[[ Data extract, beginning ]]

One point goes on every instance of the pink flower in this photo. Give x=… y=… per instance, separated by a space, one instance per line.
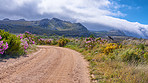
x=0 y=37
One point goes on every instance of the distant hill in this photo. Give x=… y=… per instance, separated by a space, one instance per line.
x=44 y=26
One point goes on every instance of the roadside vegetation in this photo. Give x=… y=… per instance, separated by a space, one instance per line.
x=124 y=61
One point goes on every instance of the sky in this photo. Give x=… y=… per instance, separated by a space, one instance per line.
x=130 y=15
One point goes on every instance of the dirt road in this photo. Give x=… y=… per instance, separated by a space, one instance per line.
x=48 y=65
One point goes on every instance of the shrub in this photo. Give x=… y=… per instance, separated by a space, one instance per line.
x=62 y=42
x=3 y=46
x=90 y=42
x=13 y=42
x=110 y=47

[[ Data extract, end ]]

• Your goal: Each line from the one containing "One point goes on every instance of the dirt" through the end of the entries, both included, is to be returned exactly, with no other lines.

• Reply to the task:
One point goes on every instance of the dirt road in this photo. Give x=… y=… per instance, separated by a space, one instance per line.
x=48 y=65
One point goes on every instance of the shrub in this photo. Give x=… y=… per instance, separated by a space, one instance per line.
x=62 y=42
x=3 y=46
x=90 y=42
x=13 y=42
x=110 y=47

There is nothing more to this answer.